ACTIVITÉ:
Poursuivez le texte sur Klubrádió à partir de sa dernière phrase.

EXTRAIT FOURNI:
══════════════════════════════
Résistance

Klubrádió, une radio sans fréquence

La radio indépendante Klubrádió, libre et critique à l’égard du pouvoir de Viktor Orbán, Premier ministre hongrois, a perdu sa fréquence le 14 février 2021. Depuis, c’est sur internet et grâce à la solidarité de ses auditeurs que l’activité continue de battre son plein dans les studios.

En entrant au 45 rue Benczúr, à Budapest, nous pénétrons dans l’antre de l’une des voix critiques du gouvernement les plus importantes de Hongrie : les studios de Klubrádió, première radio indépendante du pays, fondée en 1990 et reprise par András Arató en 2001. Le président fondateur de la station, cheveux bouclés grisonnants, raconte : « J’avais le sentiment qu’aucune radio ne me permettait à moi, citoyen de Budapest, de recevoir une information fiable ». Il décide alors de racheter 51 % des parts d’une radio trafic pour la transformer progressivement en radio d’information, « en trois ou quatre mois la transition était faite », ajoute-t-il, installé dans un des fauteuils de son grand bureau sobrement décoré du VIe arrondissement de la capitale hongroise, le quartier des ambassades.

Dans l’entrée trône le logo de Klubrádió, un zèbre, animal réputé indomptable, tout un symbole. Juste en dessous de celui-ci, : « 95.3 », fréquence historique de la station. András Arató est attaché à l’histoire de la radio, en témoignent les vieux postes et transistors exposés fièrement sur les étagères. Pour le reste, les locaux de Klubrádió, hissés au 3e étage d’un immeuble d’entreprises, ont tout d’une radio « classique » : quatre studios dont un grand dans lesquels les différents présentateurs peuvent recevoir plusieurs invités.
══════════════════════════════
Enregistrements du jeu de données
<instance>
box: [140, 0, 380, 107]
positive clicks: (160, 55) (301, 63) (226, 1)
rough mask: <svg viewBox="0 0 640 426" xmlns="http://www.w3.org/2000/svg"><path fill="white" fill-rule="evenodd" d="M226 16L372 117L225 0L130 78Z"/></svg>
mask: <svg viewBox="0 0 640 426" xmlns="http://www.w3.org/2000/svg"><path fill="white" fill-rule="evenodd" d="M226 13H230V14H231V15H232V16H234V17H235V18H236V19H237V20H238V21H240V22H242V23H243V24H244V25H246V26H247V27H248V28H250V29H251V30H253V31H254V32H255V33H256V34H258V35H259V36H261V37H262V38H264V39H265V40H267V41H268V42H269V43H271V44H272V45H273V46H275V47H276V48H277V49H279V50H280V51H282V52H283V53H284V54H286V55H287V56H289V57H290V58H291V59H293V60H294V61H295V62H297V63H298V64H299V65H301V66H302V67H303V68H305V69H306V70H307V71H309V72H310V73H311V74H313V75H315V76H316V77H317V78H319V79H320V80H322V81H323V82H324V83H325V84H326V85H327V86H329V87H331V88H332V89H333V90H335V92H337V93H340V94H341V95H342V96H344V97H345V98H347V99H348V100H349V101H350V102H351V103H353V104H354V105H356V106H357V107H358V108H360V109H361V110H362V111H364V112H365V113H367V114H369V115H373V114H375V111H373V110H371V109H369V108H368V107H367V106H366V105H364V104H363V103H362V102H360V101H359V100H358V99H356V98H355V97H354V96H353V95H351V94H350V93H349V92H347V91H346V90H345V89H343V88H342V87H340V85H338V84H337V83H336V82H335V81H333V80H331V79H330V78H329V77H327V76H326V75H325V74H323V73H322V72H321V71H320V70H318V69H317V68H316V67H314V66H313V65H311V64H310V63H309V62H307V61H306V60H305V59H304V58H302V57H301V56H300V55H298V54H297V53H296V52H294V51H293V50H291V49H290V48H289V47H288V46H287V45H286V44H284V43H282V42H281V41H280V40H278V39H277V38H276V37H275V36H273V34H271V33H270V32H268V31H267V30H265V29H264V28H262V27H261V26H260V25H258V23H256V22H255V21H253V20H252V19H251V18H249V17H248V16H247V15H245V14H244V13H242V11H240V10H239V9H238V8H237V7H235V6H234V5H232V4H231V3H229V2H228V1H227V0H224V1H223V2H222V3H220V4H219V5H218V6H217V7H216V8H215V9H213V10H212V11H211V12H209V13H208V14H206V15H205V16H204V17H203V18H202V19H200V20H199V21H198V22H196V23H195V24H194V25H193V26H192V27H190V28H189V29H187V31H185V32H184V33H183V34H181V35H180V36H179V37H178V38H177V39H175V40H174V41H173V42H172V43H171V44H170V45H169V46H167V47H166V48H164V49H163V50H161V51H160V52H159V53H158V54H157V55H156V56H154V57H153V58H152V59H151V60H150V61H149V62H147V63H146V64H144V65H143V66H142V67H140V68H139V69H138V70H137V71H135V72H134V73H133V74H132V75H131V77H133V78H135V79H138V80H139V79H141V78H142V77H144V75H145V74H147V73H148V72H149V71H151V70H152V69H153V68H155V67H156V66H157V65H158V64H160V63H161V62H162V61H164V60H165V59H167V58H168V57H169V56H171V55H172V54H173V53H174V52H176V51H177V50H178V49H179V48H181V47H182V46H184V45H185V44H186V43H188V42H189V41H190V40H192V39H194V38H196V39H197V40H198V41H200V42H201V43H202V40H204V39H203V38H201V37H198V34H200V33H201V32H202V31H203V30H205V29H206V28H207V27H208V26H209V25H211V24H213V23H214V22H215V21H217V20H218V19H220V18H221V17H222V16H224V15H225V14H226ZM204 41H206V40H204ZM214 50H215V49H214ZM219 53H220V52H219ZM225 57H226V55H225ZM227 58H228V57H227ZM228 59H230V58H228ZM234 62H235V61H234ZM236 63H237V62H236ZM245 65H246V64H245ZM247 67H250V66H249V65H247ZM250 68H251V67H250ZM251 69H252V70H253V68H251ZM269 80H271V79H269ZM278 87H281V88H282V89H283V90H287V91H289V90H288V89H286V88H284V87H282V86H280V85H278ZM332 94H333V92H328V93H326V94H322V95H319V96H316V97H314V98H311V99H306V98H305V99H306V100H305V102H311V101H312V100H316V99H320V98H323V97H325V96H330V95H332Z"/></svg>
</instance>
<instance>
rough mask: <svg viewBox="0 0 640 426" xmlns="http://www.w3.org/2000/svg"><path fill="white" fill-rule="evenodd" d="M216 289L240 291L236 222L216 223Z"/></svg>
══════════════════════════════
RÉPONSE:
Ce jour-là, Mariann Falusi et Györgyi Láng sont aux manettes, deux femmes rock’n roll. Mariann, 65 ans, a les cheveux bleu décolorés, un tee shirt au moins aussi bleu et les lunettes de soleil posées sur le sommet de son crâne. De l’autre côté de la table, Györgyi est elle bien installée dans son fauteuil roulant. Les deux artistes-chanteuses préparent en rigolant la suite de leur émission de culture. András Arató glisse avec fierté : « Gyögyi a eu un AVC il y a quelques semaines, aujourd’hui elle a encore du mal à s’exprimer mais leur duo est indissociable. On ne verrait ça sur aucune autre radio ».

Mais depuis le 14 février 2021, ce n’est plus à la radio que l’on écoute Klubrádió. Après une décision du NMHH, régulateur hongrois des médias monté de toute pièce par le Premier ministre Viktor Orbán, la radio fondée par András Arató a perdu sa fréquence. Décision prise au motif qu’elle n’avait pas respecté les règles administratives qui lui étaient imposées. C’est désormais sur internet que se rassemblent les auditeurs. Le gouvernement de droite conservatrice et populiste de Viktor Orbán a remporté le combat qu’il mène depuis plus de dix ans contre ce média qui revendique 200 000 auditeurs quotidiens.

András Arató a fait de Klubrádió son “bébé”, il y travaillera toute sa vie selon ses collègues. © Magyarpart

Les dons de la survie

Pour tenter de décourager ou de justifier les sanctions prises à l’encontre des médias et des radios indépendantes, Viktor Orbán a tout essayé. Parmi ses leviers : les démarches administratives. « Il y avait beaucoup d’obligations stupides. On devait respecter 80% d’émissions, 20% de musique. 50% de ces musiques devaient être des musiques hongroises âgées de cinq ans maximum. Toutes les semaines, on devait noter minute par minute tout ce qui passait à l’antenne », explique avec le sourire aux lèvres Mihály Hárdy, chef de l’information de Klubrádió. L’homme de 65 ans, assis confortablement dans un des canapés du bureau voisin d’András Arato préfère en rire.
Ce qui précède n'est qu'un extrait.